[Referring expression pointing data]
╔══
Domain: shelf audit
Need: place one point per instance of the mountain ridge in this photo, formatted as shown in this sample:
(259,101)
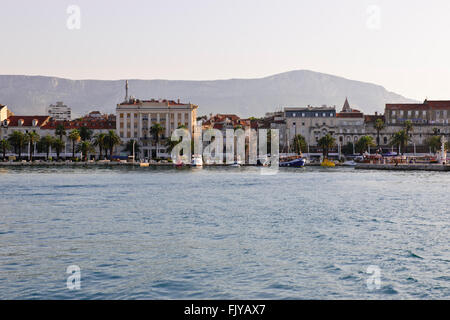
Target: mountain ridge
(242,96)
╚══
- Exercise objective -
Output nothing but the records above, word for word, with the pictures removed.

- Written answer -
Domain: shelf audit
Need: place one point per instance of the mountain ridge in this photo, formatted as shown in this sample:
(259,101)
Target: mountain ridge
(242,96)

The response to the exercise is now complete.